= Beginning of Section =
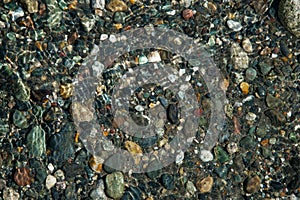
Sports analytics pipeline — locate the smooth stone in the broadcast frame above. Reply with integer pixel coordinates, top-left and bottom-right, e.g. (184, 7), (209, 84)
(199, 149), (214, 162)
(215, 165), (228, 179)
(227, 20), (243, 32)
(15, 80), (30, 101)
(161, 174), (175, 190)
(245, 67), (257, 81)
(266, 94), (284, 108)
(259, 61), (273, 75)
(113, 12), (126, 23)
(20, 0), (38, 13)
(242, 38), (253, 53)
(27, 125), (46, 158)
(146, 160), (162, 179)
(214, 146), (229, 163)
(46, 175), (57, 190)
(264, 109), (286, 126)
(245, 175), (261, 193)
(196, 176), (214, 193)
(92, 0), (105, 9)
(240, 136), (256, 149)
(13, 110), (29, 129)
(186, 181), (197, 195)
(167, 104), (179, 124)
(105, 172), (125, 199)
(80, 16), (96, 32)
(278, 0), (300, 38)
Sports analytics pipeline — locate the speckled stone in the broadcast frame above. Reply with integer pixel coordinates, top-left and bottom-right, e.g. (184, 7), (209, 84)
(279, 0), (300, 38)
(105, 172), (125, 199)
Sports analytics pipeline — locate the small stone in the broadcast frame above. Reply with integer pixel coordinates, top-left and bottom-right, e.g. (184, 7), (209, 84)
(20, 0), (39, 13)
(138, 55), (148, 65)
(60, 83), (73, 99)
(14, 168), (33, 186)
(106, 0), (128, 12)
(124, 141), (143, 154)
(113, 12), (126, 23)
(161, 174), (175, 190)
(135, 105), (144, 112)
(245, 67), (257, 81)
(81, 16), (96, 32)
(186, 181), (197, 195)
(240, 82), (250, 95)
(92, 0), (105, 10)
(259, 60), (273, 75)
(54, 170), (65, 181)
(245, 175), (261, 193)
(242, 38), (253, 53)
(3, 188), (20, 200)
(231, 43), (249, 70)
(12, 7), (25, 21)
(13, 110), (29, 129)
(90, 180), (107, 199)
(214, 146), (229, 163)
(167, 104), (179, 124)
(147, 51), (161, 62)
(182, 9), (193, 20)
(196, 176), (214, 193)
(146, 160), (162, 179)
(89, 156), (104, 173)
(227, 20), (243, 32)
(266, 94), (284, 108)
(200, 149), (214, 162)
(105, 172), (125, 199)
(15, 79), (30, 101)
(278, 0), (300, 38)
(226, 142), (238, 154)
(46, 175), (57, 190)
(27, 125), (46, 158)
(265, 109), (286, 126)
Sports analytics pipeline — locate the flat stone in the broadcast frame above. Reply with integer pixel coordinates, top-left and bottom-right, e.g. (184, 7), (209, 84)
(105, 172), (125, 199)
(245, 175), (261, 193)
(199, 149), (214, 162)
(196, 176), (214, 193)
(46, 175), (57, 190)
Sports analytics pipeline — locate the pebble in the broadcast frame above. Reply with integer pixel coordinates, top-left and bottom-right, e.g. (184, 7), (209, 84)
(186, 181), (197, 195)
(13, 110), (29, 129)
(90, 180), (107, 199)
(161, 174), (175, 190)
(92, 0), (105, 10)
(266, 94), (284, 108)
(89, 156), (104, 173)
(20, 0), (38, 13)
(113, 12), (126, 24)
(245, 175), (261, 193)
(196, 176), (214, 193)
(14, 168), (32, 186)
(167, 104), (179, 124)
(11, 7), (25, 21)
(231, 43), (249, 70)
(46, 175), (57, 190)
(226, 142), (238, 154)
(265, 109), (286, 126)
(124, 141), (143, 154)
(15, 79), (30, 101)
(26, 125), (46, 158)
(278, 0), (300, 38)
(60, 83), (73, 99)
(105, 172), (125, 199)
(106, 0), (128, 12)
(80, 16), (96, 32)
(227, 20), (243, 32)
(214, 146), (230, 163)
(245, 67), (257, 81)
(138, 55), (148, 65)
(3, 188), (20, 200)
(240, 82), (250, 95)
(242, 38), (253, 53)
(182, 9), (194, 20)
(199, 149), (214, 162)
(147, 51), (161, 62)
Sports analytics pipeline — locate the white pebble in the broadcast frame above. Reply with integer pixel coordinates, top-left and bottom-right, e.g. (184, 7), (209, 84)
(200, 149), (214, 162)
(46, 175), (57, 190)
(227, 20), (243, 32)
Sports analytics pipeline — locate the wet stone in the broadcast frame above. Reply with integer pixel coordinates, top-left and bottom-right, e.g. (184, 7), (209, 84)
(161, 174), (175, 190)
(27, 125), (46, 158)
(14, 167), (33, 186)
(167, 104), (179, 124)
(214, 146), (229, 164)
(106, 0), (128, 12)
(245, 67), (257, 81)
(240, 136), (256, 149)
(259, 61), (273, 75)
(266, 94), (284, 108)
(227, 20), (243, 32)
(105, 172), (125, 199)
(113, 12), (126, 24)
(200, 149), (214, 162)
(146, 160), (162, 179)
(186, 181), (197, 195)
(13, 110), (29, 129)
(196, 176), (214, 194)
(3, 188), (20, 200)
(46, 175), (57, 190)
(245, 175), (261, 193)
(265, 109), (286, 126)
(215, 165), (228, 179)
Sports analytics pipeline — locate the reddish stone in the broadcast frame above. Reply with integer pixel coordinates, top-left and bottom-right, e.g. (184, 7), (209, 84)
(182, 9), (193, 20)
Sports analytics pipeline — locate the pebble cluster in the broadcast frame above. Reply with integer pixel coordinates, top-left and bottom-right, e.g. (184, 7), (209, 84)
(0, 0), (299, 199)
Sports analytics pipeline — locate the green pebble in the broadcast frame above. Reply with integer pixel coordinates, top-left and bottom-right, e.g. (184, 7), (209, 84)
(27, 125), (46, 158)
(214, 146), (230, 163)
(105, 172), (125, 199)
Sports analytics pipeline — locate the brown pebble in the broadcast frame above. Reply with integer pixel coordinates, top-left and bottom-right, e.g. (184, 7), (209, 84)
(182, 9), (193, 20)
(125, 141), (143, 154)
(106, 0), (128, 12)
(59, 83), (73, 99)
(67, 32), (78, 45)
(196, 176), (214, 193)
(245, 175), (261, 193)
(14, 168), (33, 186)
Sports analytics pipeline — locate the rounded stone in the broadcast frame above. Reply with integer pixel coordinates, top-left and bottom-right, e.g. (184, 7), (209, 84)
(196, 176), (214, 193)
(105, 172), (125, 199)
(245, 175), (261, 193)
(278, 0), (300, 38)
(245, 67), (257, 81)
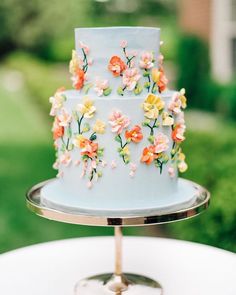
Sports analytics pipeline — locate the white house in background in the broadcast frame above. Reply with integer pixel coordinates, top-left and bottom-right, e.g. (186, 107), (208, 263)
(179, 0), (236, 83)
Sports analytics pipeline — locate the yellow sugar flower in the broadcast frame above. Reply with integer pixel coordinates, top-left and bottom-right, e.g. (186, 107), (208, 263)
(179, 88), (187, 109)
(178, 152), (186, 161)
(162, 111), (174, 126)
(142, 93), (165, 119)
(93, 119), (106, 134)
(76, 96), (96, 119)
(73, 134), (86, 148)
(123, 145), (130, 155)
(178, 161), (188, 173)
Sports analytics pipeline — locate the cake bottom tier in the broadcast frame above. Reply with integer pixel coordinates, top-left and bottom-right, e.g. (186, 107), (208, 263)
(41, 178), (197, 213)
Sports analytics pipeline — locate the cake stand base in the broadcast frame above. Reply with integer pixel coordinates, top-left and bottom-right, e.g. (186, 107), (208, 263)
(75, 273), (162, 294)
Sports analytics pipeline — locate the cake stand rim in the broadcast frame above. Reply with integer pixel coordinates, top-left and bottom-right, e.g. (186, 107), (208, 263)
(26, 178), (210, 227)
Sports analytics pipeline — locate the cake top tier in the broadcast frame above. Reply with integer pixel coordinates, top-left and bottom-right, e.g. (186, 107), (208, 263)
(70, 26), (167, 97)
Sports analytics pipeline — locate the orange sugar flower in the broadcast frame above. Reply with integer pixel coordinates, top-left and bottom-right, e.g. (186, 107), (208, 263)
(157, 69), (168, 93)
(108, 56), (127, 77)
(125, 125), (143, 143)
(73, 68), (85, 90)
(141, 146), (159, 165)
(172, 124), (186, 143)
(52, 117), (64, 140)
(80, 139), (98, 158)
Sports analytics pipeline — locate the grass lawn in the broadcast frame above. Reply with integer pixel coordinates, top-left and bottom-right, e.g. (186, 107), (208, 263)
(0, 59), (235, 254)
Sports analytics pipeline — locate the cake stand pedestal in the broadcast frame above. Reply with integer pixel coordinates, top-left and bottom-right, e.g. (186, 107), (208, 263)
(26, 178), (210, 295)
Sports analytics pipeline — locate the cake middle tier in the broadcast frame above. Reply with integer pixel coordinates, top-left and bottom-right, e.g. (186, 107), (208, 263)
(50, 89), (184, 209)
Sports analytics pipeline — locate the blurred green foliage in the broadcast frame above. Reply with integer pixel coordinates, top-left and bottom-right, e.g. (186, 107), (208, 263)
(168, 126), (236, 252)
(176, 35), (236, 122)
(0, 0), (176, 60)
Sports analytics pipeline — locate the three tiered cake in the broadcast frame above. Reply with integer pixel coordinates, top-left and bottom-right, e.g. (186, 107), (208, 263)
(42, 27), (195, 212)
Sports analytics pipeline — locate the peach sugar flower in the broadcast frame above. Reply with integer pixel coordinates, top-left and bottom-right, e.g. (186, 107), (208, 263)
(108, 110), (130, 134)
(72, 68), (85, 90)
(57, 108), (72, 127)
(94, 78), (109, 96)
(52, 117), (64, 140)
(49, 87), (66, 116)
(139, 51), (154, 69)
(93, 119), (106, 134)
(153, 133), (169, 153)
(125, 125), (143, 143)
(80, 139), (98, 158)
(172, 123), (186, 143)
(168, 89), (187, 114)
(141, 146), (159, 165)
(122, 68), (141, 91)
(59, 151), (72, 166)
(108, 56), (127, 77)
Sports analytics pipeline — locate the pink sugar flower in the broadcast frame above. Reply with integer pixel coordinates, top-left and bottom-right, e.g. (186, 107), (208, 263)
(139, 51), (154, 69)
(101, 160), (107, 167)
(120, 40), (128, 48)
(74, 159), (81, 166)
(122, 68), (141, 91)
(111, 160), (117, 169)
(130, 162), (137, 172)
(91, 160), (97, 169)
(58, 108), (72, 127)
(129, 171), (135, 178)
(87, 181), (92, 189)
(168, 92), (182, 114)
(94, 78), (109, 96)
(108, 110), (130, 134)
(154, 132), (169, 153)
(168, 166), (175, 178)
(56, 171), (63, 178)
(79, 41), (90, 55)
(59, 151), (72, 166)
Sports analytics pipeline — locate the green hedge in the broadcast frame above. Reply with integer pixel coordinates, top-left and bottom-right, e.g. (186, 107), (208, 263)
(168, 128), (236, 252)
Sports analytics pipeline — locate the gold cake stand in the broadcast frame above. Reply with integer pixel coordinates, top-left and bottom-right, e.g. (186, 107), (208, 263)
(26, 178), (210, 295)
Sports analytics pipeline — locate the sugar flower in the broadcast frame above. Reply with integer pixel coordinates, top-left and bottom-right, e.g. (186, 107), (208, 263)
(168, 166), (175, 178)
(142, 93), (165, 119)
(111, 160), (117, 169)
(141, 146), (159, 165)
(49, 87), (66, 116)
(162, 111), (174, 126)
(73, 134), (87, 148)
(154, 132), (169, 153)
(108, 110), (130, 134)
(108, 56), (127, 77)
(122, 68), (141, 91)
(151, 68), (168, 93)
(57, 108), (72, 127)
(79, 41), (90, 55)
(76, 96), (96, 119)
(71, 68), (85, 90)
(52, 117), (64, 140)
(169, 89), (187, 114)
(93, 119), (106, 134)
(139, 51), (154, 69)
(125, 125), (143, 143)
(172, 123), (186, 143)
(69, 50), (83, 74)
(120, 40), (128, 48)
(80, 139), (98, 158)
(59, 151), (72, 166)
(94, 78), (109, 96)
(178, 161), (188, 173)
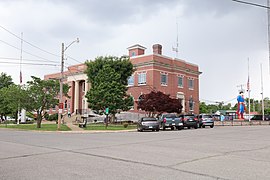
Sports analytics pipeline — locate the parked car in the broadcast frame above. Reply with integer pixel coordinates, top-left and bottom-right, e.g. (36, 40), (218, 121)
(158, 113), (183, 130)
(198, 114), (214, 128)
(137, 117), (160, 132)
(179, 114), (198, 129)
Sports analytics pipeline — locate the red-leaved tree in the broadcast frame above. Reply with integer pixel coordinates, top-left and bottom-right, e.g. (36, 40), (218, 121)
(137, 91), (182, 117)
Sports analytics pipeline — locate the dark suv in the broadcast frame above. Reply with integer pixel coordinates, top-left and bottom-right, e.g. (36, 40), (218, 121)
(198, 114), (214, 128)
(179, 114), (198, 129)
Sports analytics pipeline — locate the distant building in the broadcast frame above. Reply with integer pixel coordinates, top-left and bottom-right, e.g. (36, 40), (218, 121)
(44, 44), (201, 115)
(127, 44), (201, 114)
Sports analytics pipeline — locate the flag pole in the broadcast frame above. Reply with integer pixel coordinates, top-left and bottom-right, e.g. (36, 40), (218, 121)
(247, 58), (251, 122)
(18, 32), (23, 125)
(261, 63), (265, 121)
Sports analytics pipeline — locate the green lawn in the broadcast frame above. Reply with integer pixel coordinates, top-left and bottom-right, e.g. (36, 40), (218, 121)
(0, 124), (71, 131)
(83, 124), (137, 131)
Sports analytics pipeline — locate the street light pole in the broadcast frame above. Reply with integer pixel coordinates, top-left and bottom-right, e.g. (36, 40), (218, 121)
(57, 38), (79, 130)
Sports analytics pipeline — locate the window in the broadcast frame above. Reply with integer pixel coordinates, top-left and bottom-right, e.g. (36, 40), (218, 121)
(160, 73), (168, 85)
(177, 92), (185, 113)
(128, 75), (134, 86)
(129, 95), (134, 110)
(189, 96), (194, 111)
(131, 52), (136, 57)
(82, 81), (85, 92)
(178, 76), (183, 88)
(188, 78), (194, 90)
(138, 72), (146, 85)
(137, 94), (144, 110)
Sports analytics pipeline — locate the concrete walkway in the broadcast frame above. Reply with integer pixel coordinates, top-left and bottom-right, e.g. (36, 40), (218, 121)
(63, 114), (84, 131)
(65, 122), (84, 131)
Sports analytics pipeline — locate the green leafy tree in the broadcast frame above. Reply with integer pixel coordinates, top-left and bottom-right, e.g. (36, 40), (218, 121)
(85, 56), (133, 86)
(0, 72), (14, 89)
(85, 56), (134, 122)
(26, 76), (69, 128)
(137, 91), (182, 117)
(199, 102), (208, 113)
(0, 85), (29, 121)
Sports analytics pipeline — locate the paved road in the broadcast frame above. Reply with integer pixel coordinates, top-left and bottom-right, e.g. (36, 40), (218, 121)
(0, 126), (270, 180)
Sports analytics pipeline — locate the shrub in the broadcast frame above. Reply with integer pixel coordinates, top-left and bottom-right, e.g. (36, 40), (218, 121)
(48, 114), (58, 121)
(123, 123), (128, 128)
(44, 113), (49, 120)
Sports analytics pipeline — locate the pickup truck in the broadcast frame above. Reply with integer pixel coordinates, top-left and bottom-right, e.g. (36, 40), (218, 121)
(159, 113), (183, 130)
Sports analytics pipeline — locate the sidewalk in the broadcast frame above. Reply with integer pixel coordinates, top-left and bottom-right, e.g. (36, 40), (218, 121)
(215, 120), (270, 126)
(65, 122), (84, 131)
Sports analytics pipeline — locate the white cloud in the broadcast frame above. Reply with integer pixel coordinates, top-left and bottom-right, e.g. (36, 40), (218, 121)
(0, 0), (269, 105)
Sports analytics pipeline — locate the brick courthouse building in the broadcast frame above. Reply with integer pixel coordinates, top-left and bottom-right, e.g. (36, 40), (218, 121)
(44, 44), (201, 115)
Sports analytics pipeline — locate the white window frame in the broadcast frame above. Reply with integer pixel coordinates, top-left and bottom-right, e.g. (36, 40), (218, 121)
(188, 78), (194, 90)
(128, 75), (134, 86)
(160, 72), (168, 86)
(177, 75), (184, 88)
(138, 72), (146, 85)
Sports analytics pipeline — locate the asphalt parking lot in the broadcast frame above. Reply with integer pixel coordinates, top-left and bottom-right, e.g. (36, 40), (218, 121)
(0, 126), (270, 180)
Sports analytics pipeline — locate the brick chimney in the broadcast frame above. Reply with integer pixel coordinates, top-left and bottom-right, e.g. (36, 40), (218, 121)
= End of Section =
## PROBLEM
Everything from the line containing "Sports analytics pipeline — locate the sidewalk" through the last line of the listing must be reproduced exactly, and no other line.

## ANSWER SECTION
Sports analytics pipeline — locate the sidewalk in the broadcast frame above. Reply with integer pixel coordinates, top-left and bottom-right, e.g. (36, 40), (218, 121)
(215, 120), (270, 126)
(65, 122), (84, 131)
Sports analytics pipeline — locate the white cloud in the broadcast frame above. Reply with integer pixel coordinates, top-left and bottom-right, e.g. (36, 40), (218, 121)
(0, 0), (269, 105)
Sports analytics pipeline — locate the brick courthouse building in the broadcast frame above. Reply with integer pixel coordinates, top-left and bottom-right, e.g. (36, 40), (218, 121)
(44, 44), (201, 115)
Sports analytics pipeline — locate the white window frame in the broadcast frame above. Reply with integer pixel coordinates, top-left and bottom-right, e.g. (36, 40), (218, 121)
(188, 78), (194, 90)
(128, 75), (134, 86)
(160, 72), (168, 86)
(177, 75), (184, 88)
(138, 72), (146, 85)
Sports analytics pipeline — locate the asphalt parking lot in the broadcast frame above. Reply with integer pixel coordinates, top-left and bottom-right, e.g. (36, 40), (218, 121)
(0, 126), (270, 180)
Sports analytics pipeline — locate the brick chimney in the broadcast frame above. Reply with integer pixel coordinates, top-left and bottom-right, e.g. (36, 40), (218, 121)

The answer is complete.